Begin Records for this exercise

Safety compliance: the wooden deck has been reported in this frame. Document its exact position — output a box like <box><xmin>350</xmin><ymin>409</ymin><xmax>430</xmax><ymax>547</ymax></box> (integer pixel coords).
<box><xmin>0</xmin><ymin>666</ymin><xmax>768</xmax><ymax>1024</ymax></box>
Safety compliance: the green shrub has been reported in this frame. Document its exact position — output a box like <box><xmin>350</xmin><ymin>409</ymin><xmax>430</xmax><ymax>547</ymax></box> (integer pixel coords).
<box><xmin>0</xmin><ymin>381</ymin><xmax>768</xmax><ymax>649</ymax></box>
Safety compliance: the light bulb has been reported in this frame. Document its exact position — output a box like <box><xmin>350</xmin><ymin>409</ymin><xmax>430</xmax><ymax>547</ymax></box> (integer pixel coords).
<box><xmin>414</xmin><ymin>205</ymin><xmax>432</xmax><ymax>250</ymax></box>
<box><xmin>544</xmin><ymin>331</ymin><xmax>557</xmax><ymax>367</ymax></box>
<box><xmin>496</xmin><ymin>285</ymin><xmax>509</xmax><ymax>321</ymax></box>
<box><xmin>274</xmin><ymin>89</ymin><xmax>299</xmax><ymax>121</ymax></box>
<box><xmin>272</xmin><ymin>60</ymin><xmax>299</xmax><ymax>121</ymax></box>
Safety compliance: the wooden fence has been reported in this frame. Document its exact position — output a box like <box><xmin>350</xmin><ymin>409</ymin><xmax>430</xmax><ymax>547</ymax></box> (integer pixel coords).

End Records for this exercise

* Task brief
Locate every line in the records above that contains the word "pixel" and copy each of those lines in full. Case counts.

* Complete output
Safety compliance: the wooden deck has been reported in this frame. Document its exact position — output a box like <box><xmin>350</xmin><ymin>409</ymin><xmax>430</xmax><ymax>547</ymax></box> (integer pixel coords).
Safety compliance: the green shrub has been reported in this frame. Document its exact position — output a box like <box><xmin>350</xmin><ymin>409</ymin><xmax>430</xmax><ymax>547</ymax></box> (integer pixel coords).
Safety compliance: the light bulb has been reported in this frame. Document its exact position — output a box like <box><xmin>350</xmin><ymin>409</ymin><xmax>430</xmax><ymax>547</ymax></box> (integer pixel coords).
Safety compliance: the wooden fence has been reported in this frame. Document its exact position — output a box like <box><xmin>350</xmin><ymin>409</ymin><xmax>430</xmax><ymax>547</ymax></box> (integer pixel coords).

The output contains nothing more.